== EXERCISE INPUTS

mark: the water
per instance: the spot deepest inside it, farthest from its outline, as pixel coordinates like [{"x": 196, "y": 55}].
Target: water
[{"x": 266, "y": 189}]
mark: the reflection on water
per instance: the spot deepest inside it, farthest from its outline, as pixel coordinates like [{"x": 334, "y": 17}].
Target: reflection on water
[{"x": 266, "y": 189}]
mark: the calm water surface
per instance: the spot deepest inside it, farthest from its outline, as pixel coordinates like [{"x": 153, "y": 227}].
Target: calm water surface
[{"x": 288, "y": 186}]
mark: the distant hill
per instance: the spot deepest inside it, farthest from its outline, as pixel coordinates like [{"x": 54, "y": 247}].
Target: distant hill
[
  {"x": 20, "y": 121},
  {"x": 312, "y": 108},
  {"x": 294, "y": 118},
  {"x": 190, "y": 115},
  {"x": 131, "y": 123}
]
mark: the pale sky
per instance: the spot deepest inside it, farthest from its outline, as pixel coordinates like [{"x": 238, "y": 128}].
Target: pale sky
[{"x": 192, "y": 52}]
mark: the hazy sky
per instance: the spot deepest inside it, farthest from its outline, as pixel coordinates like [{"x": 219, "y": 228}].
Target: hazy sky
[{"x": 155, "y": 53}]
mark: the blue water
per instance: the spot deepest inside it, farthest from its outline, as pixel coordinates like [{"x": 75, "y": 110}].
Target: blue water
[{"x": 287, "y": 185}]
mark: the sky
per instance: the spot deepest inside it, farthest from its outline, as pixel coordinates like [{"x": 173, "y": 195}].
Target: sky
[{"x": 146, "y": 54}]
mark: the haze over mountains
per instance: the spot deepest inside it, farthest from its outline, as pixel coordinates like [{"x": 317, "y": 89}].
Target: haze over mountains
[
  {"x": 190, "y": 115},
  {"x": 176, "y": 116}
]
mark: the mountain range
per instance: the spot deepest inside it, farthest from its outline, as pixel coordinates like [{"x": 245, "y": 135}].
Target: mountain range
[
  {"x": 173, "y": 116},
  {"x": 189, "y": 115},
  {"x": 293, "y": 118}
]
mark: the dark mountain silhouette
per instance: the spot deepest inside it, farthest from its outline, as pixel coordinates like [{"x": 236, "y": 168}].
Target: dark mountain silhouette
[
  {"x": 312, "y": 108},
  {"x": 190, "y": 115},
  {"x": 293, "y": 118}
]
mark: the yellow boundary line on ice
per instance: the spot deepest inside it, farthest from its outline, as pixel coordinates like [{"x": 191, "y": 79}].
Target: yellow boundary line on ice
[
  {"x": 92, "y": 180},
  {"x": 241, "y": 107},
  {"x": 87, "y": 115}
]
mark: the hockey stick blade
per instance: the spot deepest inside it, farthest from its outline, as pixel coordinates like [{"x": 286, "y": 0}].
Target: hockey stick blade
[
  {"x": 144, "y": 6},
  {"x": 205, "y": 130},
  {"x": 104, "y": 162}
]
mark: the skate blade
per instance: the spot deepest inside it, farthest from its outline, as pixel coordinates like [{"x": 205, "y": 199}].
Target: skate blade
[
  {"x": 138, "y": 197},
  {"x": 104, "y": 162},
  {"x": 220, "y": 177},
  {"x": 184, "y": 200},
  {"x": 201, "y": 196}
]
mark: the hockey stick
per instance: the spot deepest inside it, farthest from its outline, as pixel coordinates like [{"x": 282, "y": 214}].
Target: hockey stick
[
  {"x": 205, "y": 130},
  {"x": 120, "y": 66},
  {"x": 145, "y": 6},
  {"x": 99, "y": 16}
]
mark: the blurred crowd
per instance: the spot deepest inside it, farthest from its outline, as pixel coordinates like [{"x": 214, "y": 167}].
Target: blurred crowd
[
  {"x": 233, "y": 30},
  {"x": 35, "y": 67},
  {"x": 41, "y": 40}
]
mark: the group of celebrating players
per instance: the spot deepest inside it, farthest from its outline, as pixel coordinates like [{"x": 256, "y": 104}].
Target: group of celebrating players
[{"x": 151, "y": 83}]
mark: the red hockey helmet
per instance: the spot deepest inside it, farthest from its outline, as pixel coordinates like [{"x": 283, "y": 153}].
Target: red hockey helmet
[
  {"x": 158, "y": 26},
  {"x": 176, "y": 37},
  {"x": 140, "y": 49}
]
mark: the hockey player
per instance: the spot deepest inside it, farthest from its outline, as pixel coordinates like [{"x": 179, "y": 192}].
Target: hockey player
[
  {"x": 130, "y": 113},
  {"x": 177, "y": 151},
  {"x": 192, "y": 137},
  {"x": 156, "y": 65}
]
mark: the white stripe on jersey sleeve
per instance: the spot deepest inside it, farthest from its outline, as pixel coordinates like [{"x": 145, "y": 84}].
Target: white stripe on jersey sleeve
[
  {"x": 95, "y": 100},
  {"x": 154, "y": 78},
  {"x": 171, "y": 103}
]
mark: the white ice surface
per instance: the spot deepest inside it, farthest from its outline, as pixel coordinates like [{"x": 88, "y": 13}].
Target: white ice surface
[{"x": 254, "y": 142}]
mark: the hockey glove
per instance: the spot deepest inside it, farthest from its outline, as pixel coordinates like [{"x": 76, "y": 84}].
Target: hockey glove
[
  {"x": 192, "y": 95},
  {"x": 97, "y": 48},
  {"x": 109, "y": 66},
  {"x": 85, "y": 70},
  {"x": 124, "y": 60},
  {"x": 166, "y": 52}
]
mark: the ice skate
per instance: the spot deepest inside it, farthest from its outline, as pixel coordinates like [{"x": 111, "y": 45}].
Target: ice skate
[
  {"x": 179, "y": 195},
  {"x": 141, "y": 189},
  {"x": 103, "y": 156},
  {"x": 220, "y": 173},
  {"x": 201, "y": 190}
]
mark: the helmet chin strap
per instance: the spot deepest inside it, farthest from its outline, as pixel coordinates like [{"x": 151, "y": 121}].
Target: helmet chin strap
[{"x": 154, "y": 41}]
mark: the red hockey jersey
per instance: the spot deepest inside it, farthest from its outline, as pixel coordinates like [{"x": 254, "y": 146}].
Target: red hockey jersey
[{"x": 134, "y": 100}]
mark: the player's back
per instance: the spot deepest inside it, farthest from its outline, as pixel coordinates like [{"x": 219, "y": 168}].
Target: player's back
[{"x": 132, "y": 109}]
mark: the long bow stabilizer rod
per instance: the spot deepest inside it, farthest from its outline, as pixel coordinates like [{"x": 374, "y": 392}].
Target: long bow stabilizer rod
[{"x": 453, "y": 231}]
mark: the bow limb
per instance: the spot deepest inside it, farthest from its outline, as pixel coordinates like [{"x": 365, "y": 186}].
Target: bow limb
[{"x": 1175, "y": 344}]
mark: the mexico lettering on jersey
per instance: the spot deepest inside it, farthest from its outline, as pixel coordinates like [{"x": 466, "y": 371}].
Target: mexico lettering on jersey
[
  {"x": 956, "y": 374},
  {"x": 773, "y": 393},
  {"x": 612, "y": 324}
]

====

TASK REQUIREMENTS - Write out every line of the material again, exactly as it reads.

WRITTEN REPLY -
mark: the water
per instance: the spot deepest inside it, farthest from its outline, as pixel coordinates like [{"x": 196, "y": 55}].
Target: water
[{"x": 266, "y": 189}]
mark: the reflection on water
per instance: the spot deepest inside it, farthest from its outline, as pixel coordinates like [{"x": 334, "y": 17}].
Target: reflection on water
[{"x": 266, "y": 189}]
mark: the calm water surface
per instance: the spot deepest inside it, farthest from its outline, as pixel coordinates like [{"x": 153, "y": 227}].
Target: calm water surface
[{"x": 288, "y": 186}]
mark: the distant hill
per instance: the spot deepest inside it, farthest from its outline, as pixel coordinates like [{"x": 54, "y": 247}].
Target: distant hill
[
  {"x": 20, "y": 121},
  {"x": 312, "y": 108},
  {"x": 294, "y": 118},
  {"x": 190, "y": 115},
  {"x": 131, "y": 123}
]
mark: the pale sky
per instance: the spot deepest inside it, farthest from its outline, as pixel coordinates like [{"x": 238, "y": 128}].
Target: pale sky
[{"x": 192, "y": 52}]
mark: the hazy sky
per instance: the spot deepest inside it, farthest from its outline, as pixel coordinates like [{"x": 219, "y": 228}].
Target: hazy sky
[{"x": 155, "y": 53}]
mark: the blue water
per instance: the spot deepest inside it, farthest from its outline, as pixel coordinates like [{"x": 75, "y": 110}].
Target: blue water
[{"x": 287, "y": 185}]
mark: the sky
per instance: the spot deepest inside it, farthest from its outline, as pixel coordinates like [{"x": 173, "y": 195}].
Target: sky
[{"x": 146, "y": 54}]
mark: the haze over mountains
per instance: the spot deepest inside it, farthest from its outline, as pixel coordinates like [{"x": 317, "y": 89}].
Target: haze over mountains
[
  {"x": 190, "y": 115},
  {"x": 176, "y": 116}
]
mark: the mountain range
per instance: the spot deepest inside it, farthest from its outline, as pixel coordinates like [{"x": 245, "y": 135}].
Target: mountain range
[
  {"x": 173, "y": 116},
  {"x": 189, "y": 115},
  {"x": 293, "y": 118}
]
mark: the dark mountain silhouette
per instance: the spot deepest inside it, farthest from its outline, as pixel coordinates like [{"x": 236, "y": 168}].
Target: dark mountain silhouette
[
  {"x": 312, "y": 108},
  {"x": 190, "y": 115},
  {"x": 293, "y": 118}
]
mark: the yellow boundary line on ice
per instance: the spot deepest inside it, farthest from its outline, as pixel coordinates like [{"x": 191, "y": 79}].
Target: yellow boundary line on ice
[
  {"x": 92, "y": 180},
  {"x": 241, "y": 107},
  {"x": 87, "y": 115}
]
mark: the hockey stick blade
per instance: the spot deepest inside it, farthest from its outline, as pixel coordinates like [{"x": 286, "y": 0}].
Target: hockey stick blade
[
  {"x": 144, "y": 6},
  {"x": 205, "y": 130},
  {"x": 104, "y": 162}
]
mark: the skate blade
per instance: the spot deepest inside it, farthest from its outline, as pixel coordinates like [{"x": 205, "y": 199}].
Target: skate blade
[
  {"x": 138, "y": 197},
  {"x": 104, "y": 162},
  {"x": 220, "y": 177},
  {"x": 184, "y": 200},
  {"x": 201, "y": 196}
]
mark: the hockey stick
per instance: the spot deepest inside it, farthest from its outline, as pixel coordinates like [{"x": 282, "y": 214}].
Target: hockey stick
[
  {"x": 205, "y": 130},
  {"x": 120, "y": 66},
  {"x": 145, "y": 6},
  {"x": 99, "y": 16}
]
mark: the blurred crowd
per instance: the spot deepest inside it, farthest from its outline, as pixel coordinates like [{"x": 214, "y": 167}].
Target: blurred crowd
[
  {"x": 233, "y": 30},
  {"x": 35, "y": 67},
  {"x": 41, "y": 40}
]
mark: the group of celebrating players
per instance: the spot deepest inside it, farthest from its outline, as pixel coordinates like [{"x": 256, "y": 104}].
Target: group of celebrating players
[{"x": 151, "y": 83}]
mark: the red hockey helmet
per instance: the spot deepest inside it, farthest from its outline, as pixel coordinates like [{"x": 283, "y": 153}].
Target: red hockey helmet
[
  {"x": 158, "y": 26},
  {"x": 176, "y": 37},
  {"x": 140, "y": 49}
]
mark: the hockey player
per instance: the spot deepest inside it, farthest from its outline, as pixel coordinates like [{"x": 179, "y": 192}].
Target: hockey player
[
  {"x": 130, "y": 113},
  {"x": 177, "y": 151},
  {"x": 192, "y": 137},
  {"x": 156, "y": 65}
]
mark: the white stripe on jersey sleeve
per instance: the spot deepest inside it, farthest from its outline, as pixel coordinates like [{"x": 145, "y": 84}].
Target: white stripe on jersey sleeve
[
  {"x": 95, "y": 100},
  {"x": 154, "y": 78},
  {"x": 171, "y": 103}
]
mark: the white ice surface
per instance: the spot deepest inside it, farthest from its outline, as pixel coordinates like [{"x": 88, "y": 13}].
Target: white ice surface
[{"x": 254, "y": 142}]
mark: the hockey glove
per instance: the spot deepest inside it, farthest from its outline, as pixel coordinates like [{"x": 76, "y": 84}].
Target: hockey glove
[
  {"x": 192, "y": 95},
  {"x": 97, "y": 48},
  {"x": 109, "y": 66},
  {"x": 85, "y": 70},
  {"x": 124, "y": 60},
  {"x": 166, "y": 52}
]
mark: the ice skate
per instance: the spot deepest inside it, farthest from its outline, as pixel coordinates like [{"x": 111, "y": 45}].
Target: ice skate
[
  {"x": 179, "y": 195},
  {"x": 141, "y": 189},
  {"x": 103, "y": 156},
  {"x": 220, "y": 173},
  {"x": 201, "y": 190}
]
mark: the helmet chin strap
per instance: the spot deepest inside it, farthest from its outline, as pixel coordinates like [{"x": 151, "y": 121}].
Target: helmet chin strap
[{"x": 154, "y": 41}]
mark: the red hockey jersey
per instance: the spot deepest inside it, farthest from its outline, as pixel coordinates like [{"x": 254, "y": 146}].
Target: red hockey jersey
[{"x": 134, "y": 100}]
mark: the player's back
per instance: the spot deepest inside it, farthest from its outline, as pixel coordinates like [{"x": 219, "y": 168}].
Target: player's back
[{"x": 132, "y": 109}]
mark: the long bow stabilizer rod
per instance: the spot deepest inside it, farthest from its outline, as pixel coordinates like [{"x": 374, "y": 392}].
Target: long bow stabilizer rod
[{"x": 453, "y": 231}]
mark: the bow limb
per instance: the spot deepest inside it, farthest from its outline, as pixel coordinates like [{"x": 365, "y": 186}].
Target: bow limb
[{"x": 1175, "y": 344}]
mark: the mexico lettering on jersey
per instance: the spot deepest inside it, farthest from its outline, as pixel coordinates like [{"x": 466, "y": 371}].
Target: mexico lettering on jersey
[
  {"x": 956, "y": 374},
  {"x": 773, "y": 393},
  {"x": 612, "y": 324}
]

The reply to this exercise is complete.